Wednesday, October 01, 2014

Ethics official: Jones should have known campaign law

By CRYSTAL HERBER, Herald Staff Writer | 9/20/2012

An Ottawa woman’s fine this week from the Kansas Government Ethics Commission apparently was higher because of her previous experience as an elected official.

Heather Jones, former Franklin County attorney, was fined $500 for using a government-owned computer to distribute a political email, which violated the state’s campaign finance law. Jones, now head of the child abuse and sex crimes unit for the Johnson County District Attorney’s Office, sent an email from her Johnson County work computer to 13 people July 31 advocating ways they could help Jeff Curry, Franklin County sheriff, get elected to office.

An Ottawa woman’s fine this week from the Kansas Government Ethics Commission apparently was higher because of her previous experience as an elected official.

Heather Jones, former Franklin County attorney, was fined $500 for using a government-owned computer to distribute a political email, which violated the state’s campaign finance law. Jones, now head of the child abuse and sex crimes unit for the Johnson County District Attorney’s Office, sent an email from her Johnson County work computer to 13 people July 31 advocating ways they could help Jeff Curry, Franklin County sheriff, get elected to office.

Jones, Ottawa, went before the state’s ethics commission Wednesday in Topeka for a short hearing. Andy Taylor, a member of the nine-person ethics commission, said Jones’ main defense was that she didn’t know what she did violated campaign finance laws.

“She was unaware of the law that prohibited her from using the government-owned computer to do that,” Taylor said.

Jones did not return calls Thursday from The Herald about the ethics violation.

A provision (25-4169a) within the Kansas Campaign Finance Act states government equipment cannot be used “to expressly advocate the nomination, election or defeat of a clearly identified candidate to state office or local office.” Violation of the provision is a Class C misdemeanor, which carries with it possible fines and no more than one month of jail time.

▸ Stored records:
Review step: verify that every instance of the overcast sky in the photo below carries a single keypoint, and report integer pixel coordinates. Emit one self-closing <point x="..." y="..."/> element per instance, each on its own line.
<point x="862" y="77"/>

--

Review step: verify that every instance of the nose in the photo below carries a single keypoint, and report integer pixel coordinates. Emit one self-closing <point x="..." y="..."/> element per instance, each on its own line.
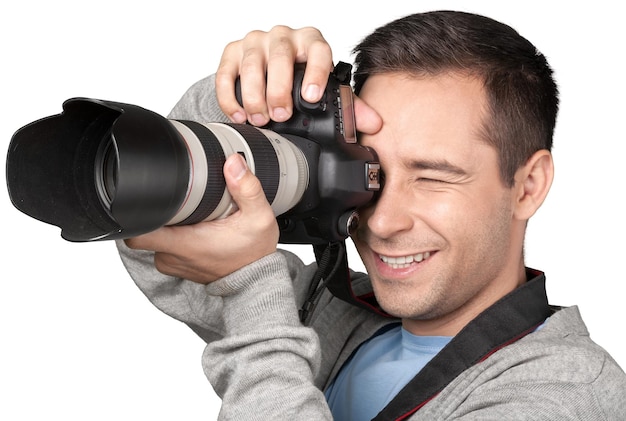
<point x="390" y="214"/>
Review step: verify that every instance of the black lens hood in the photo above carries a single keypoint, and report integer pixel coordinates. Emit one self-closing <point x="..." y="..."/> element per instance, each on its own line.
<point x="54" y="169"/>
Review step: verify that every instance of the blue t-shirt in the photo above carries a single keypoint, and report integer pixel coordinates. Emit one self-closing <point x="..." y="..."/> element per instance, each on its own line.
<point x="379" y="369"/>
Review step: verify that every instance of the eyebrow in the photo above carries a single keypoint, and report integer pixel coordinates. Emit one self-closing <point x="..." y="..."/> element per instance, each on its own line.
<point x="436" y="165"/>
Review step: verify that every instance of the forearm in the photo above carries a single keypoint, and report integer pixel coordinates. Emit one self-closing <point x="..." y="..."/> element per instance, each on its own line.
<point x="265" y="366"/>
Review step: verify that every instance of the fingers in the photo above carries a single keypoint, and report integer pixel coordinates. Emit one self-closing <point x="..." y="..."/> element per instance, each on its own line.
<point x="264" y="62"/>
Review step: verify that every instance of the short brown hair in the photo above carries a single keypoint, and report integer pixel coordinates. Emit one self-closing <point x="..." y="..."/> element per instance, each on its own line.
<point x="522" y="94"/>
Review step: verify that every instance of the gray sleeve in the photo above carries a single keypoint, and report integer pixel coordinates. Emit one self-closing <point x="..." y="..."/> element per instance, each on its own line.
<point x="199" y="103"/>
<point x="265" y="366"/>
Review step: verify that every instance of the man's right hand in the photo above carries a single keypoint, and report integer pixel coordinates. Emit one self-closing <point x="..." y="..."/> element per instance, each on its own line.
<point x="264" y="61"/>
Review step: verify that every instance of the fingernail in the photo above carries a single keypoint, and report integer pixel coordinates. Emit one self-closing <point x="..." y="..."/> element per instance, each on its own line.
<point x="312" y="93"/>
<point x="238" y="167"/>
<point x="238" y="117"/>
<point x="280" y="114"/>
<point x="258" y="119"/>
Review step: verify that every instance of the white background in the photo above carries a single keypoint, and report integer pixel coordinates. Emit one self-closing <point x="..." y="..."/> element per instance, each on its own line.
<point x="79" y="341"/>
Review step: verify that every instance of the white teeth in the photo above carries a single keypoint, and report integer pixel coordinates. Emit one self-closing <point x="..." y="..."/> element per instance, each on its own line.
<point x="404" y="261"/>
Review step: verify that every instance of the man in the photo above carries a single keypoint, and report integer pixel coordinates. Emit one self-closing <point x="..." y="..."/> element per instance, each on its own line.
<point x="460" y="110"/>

--

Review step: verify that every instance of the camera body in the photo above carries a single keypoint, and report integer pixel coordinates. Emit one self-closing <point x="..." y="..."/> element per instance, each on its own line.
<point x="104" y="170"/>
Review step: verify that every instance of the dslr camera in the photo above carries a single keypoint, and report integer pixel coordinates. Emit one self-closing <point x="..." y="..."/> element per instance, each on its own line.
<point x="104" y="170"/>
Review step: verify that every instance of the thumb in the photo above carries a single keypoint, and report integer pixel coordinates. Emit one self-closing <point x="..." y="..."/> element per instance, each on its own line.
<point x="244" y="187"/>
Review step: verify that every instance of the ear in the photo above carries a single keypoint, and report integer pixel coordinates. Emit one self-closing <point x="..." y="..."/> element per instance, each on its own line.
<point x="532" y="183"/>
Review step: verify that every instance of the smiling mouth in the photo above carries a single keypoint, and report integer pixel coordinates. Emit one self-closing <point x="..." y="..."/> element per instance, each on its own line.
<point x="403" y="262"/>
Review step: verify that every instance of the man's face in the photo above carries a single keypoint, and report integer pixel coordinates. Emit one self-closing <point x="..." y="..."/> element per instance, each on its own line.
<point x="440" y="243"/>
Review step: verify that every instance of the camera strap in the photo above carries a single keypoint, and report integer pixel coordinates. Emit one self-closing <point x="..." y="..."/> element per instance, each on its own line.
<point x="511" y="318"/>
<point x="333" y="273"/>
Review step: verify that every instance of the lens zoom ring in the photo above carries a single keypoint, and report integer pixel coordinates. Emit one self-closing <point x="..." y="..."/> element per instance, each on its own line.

▸ Directive A: From the article about the ethics fine, set down the passage starting with "Jones, Ottawa, went" and going on through "campaign finance laws.", word for word.
▸ Directive B: List every person the ethics fine article names, including the writer in the byline.

▸ Finished answer A:
Jones, Ottawa, went before the state’s ethics commission Wednesday in Topeka for a short hearing. Andy Taylor, a member of the nine-person ethics commission, said Jones’ main defense was that she didn’t know what she did violated campaign finance laws.

▸ Finished answer B:
Crystal Herber
Heather Jones
Jeff Curry
Andy Taylor